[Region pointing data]
——

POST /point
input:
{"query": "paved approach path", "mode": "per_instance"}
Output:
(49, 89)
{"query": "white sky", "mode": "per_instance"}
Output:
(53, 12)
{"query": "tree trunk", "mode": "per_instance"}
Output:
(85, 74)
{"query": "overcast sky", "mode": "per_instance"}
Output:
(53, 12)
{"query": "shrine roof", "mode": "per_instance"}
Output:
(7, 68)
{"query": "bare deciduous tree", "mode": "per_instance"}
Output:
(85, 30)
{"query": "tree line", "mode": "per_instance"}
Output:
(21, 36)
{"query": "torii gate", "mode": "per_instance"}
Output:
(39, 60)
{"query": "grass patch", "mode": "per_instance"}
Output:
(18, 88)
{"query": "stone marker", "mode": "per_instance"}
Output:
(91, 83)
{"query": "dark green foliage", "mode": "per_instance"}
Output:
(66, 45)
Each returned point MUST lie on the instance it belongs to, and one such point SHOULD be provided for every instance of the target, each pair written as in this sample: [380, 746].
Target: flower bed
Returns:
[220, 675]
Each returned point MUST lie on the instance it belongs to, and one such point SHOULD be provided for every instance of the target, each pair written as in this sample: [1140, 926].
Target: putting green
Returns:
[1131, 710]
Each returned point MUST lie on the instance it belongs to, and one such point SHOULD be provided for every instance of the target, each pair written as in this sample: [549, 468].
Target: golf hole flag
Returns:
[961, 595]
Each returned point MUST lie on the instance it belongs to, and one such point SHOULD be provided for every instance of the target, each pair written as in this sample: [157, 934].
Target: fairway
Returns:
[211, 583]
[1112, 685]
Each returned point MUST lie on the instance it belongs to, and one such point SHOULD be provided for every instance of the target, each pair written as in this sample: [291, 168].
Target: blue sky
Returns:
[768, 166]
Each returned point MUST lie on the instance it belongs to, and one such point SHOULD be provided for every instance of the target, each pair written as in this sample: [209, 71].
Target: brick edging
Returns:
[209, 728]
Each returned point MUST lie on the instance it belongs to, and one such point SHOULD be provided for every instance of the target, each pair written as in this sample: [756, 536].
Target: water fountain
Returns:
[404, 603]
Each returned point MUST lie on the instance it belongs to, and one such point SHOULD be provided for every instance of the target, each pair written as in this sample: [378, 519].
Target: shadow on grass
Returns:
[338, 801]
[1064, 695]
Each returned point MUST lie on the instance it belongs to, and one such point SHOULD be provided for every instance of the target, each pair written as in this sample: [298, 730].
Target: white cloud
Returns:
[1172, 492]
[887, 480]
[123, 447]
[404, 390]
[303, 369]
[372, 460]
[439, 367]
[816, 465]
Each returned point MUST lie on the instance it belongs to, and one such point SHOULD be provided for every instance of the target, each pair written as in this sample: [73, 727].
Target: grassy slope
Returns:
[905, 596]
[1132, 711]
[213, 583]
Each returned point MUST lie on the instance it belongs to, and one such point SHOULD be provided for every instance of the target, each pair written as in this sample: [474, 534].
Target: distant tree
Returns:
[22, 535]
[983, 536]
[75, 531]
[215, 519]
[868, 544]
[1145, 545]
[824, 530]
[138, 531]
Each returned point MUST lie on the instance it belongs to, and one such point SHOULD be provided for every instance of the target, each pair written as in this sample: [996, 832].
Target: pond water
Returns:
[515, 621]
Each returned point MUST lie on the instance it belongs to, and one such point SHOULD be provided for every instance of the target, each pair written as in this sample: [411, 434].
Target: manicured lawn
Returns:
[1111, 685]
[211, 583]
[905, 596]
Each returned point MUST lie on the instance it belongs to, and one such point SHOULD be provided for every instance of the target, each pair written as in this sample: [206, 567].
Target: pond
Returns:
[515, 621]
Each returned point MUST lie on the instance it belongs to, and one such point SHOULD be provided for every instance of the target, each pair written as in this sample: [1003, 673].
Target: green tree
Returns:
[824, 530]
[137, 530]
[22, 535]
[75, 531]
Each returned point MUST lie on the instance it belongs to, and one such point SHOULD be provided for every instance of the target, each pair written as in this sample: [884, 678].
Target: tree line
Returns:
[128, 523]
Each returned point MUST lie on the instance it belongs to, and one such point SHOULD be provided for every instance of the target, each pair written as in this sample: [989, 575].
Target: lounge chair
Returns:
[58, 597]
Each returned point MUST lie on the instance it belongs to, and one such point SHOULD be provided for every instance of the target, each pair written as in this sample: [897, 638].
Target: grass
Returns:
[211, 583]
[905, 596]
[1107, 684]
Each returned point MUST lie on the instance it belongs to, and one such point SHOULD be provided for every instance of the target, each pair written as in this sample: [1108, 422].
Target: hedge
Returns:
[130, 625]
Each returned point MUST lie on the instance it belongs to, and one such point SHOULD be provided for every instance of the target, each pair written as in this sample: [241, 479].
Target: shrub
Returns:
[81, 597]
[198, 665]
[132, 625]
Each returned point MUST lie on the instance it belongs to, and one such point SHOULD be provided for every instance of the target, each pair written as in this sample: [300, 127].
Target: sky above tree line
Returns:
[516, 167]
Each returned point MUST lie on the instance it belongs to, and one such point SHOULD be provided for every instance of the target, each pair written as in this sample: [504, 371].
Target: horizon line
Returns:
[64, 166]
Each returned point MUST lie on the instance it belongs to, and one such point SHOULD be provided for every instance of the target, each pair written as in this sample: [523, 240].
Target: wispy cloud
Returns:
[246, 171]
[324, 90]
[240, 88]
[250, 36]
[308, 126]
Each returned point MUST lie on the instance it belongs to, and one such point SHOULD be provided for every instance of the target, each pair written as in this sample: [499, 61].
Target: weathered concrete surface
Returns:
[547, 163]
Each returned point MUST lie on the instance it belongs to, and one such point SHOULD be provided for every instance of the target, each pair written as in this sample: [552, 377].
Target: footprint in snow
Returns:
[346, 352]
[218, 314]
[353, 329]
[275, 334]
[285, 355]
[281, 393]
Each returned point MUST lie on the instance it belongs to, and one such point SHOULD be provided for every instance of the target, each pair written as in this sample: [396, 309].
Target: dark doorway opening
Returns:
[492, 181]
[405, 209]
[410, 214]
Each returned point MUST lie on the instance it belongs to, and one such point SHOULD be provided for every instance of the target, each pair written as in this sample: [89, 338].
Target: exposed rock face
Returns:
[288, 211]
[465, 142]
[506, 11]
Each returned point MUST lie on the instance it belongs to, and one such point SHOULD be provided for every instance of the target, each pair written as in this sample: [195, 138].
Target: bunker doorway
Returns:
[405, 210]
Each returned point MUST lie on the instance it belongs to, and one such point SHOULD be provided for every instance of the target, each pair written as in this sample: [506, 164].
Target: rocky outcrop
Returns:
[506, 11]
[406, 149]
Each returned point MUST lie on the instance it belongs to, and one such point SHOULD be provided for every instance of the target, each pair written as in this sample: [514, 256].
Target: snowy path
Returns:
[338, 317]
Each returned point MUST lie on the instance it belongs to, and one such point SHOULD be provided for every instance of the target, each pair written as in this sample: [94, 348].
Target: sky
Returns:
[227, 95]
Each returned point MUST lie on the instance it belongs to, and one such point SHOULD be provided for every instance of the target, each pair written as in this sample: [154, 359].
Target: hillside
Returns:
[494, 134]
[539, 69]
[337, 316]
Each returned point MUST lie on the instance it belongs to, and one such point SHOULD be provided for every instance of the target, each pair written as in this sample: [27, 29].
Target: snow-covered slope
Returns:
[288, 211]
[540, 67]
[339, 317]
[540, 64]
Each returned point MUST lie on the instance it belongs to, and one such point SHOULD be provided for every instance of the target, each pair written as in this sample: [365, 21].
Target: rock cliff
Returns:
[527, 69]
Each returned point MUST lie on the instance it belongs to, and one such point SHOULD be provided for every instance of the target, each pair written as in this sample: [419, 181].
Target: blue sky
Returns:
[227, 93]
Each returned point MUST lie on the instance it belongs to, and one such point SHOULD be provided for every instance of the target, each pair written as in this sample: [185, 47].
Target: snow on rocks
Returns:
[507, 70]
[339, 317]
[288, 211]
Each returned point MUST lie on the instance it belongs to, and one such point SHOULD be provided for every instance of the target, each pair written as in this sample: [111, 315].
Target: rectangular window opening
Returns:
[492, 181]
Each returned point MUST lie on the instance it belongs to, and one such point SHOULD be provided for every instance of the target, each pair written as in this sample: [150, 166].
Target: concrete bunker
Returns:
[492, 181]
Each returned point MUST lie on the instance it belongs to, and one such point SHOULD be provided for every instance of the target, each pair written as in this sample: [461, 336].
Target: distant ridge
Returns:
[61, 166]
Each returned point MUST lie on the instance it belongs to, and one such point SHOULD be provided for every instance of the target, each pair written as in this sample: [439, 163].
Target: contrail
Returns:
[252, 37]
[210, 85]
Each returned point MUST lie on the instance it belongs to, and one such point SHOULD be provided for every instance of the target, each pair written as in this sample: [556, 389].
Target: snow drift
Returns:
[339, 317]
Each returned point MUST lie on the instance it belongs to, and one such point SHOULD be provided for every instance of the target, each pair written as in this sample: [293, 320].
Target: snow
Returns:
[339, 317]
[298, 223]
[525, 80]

——

Print again the lines of the entries above that fall between the line holding "Target: grassy slope" and the line holding "Target: distant tree", inclusive, exactly as they stand.

Target: grassy slope
Returns:
[905, 596]
[1132, 711]
[213, 583]
Each returned point MUST lie on the instance it belongs to, and one such point SHOULD be provided for every instance of the target, each pair written as in this sample: [474, 534].
Target: distant tree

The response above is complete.